#### Instruction:
Every record must appear in your copy exactly as written, with no pictures.

#### Working data:
* Begin *

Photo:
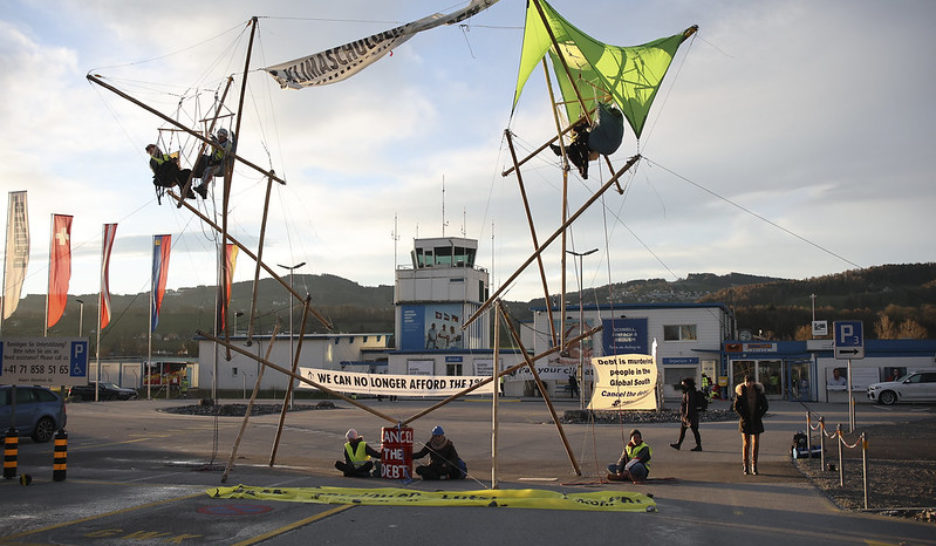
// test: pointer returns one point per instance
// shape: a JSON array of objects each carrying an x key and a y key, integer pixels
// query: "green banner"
[
  {"x": 628, "y": 76},
  {"x": 605, "y": 501}
]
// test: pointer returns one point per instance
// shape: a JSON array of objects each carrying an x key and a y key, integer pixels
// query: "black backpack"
[{"x": 701, "y": 401}]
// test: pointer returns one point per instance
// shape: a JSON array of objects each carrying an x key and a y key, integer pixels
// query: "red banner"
[{"x": 59, "y": 268}]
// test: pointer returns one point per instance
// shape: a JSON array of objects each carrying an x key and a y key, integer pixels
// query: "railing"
[{"x": 860, "y": 442}]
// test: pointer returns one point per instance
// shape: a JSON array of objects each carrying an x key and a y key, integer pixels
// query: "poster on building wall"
[
  {"x": 624, "y": 336},
  {"x": 396, "y": 385},
  {"x": 624, "y": 382},
  {"x": 431, "y": 327}
]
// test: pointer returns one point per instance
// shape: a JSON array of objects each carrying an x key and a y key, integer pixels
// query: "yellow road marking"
[{"x": 296, "y": 525}]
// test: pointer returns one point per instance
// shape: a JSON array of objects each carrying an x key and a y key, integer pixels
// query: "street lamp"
[
  {"x": 291, "y": 269},
  {"x": 581, "y": 373},
  {"x": 80, "y": 315}
]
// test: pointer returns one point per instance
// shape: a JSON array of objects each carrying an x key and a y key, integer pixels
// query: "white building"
[{"x": 688, "y": 337}]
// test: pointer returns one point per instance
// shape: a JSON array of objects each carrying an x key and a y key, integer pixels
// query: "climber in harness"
[
  {"x": 166, "y": 172},
  {"x": 215, "y": 163},
  {"x": 602, "y": 137}
]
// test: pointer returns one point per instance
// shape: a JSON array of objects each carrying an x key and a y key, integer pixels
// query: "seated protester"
[
  {"x": 214, "y": 164},
  {"x": 166, "y": 172},
  {"x": 443, "y": 459},
  {"x": 357, "y": 461},
  {"x": 603, "y": 137},
  {"x": 634, "y": 464}
]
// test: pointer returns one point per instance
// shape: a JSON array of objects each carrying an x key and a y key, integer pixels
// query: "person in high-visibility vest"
[
  {"x": 357, "y": 461},
  {"x": 634, "y": 463}
]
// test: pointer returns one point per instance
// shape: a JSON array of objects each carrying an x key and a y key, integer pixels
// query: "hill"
[{"x": 893, "y": 301}]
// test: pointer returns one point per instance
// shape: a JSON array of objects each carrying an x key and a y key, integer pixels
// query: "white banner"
[
  {"x": 17, "y": 252},
  {"x": 397, "y": 385},
  {"x": 342, "y": 62},
  {"x": 624, "y": 382}
]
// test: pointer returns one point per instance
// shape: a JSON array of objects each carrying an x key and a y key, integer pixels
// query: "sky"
[{"x": 789, "y": 139}]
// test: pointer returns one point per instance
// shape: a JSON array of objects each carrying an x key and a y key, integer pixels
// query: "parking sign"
[{"x": 849, "y": 339}]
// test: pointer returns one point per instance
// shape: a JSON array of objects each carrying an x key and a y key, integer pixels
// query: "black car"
[
  {"x": 39, "y": 411},
  {"x": 106, "y": 391}
]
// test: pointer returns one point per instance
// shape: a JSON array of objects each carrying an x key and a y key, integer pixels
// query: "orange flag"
[{"x": 59, "y": 268}]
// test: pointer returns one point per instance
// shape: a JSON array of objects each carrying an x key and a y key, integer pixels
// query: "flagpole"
[
  {"x": 97, "y": 349},
  {"x": 6, "y": 252},
  {"x": 45, "y": 321},
  {"x": 149, "y": 336}
]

* End *

#### Worked answer:
Photo:
// test: pointer returns one point per instance
// shape: a JSON array of objects each carrying an x key and a y key, integer pixels
// query: "green banner"
[
  {"x": 628, "y": 76},
  {"x": 605, "y": 501}
]
// test: pointer returns one point per instance
// shape: a JSON array of objects each carrying an x key and a y key, integer pixels
// query: "black backpack"
[{"x": 701, "y": 401}]
// test: pointer returns one point per instance
// shape: a JSON array of objects each carrying an x key and a y key, integer pixels
// query: "red banner"
[{"x": 59, "y": 268}]
// test: pointer returns one point per instance
// shape: a JSON array of objects each carrying an x key and a y key, integer pixels
// query: "railing"
[{"x": 860, "y": 442}]
// test: pointer returns one point per instance
// shape: a JSON array of objects each carrying an x key and a y key, integer pixels
// query: "poster on building wall"
[
  {"x": 624, "y": 336},
  {"x": 396, "y": 385},
  {"x": 624, "y": 382},
  {"x": 431, "y": 327}
]
// test: pointer returns one point per instance
// shape: a JSON array of objects each carrying an x key and a y key, integer pixels
// query: "yellow road marking"
[{"x": 296, "y": 525}]
// test: pointer returns one point per instance
// shape: a JSON array of objects each carrying an x key and a y key, integer pixels
// query: "street lamp"
[
  {"x": 291, "y": 269},
  {"x": 581, "y": 373},
  {"x": 80, "y": 315}
]
// test: pointer returns one point per instance
// shape: a JSON array of objects each carrying an x key and a y key, integer pixels
// query: "white building"
[{"x": 688, "y": 337}]
// test: pointer returns one point per instance
// shape: a JSON array of objects each carrying an x key and a y key, integer pixels
// query: "climber in harness"
[
  {"x": 166, "y": 172},
  {"x": 215, "y": 163},
  {"x": 602, "y": 137}
]
// test: pointer returns one point per instance
// shape: a JSON array of objects each carrying an x key and a y key, integer pixels
// query: "seated protester"
[
  {"x": 214, "y": 164},
  {"x": 166, "y": 172},
  {"x": 443, "y": 459},
  {"x": 357, "y": 461},
  {"x": 603, "y": 137},
  {"x": 634, "y": 464}
]
// test: pointer returns one point per instance
// shape: a JSON array of objects each carrying an x key and a y key, integer pixels
// query: "person in high-visibility vest"
[
  {"x": 357, "y": 461},
  {"x": 634, "y": 463}
]
// test: pointer returns one point per instance
// shape: a JSON array of objects each carrying an x key and a y key, integer pixels
// query: "hill"
[{"x": 893, "y": 301}]
// test: pointer returns one point per instance
// shape: a JSON array of objects each carrying an x key and a y key, integer pixels
// query: "white banner"
[
  {"x": 17, "y": 252},
  {"x": 397, "y": 385},
  {"x": 342, "y": 62},
  {"x": 624, "y": 382}
]
// test: pointer returns one point per instance
// shape: a JSON array of objects each carrying an x key and a y key, integer pixels
// query: "sky"
[{"x": 789, "y": 139}]
// test: pointer returns one point per instance
// shape: a JSON array of objects each carrying an x key and a y key, integer pixels
// query: "parking sign"
[{"x": 849, "y": 339}]
// test: pointer returns one point per instance
// shape: a JSON array of objects each carrying an x key and a y key, integer pixels
// query: "black car"
[
  {"x": 39, "y": 411},
  {"x": 106, "y": 391}
]
// test: pointer returns one point per instance
// shape: a JSON array of objects each carrying an x key and a y key, integer pixels
// query: "orange flag"
[{"x": 59, "y": 268}]
// test: pointer returns one point per instance
// shape: a JSON array of objects each carrying an x key and a y key, integer pixels
// query: "flagpole"
[
  {"x": 97, "y": 349},
  {"x": 6, "y": 252},
  {"x": 45, "y": 321},
  {"x": 149, "y": 336}
]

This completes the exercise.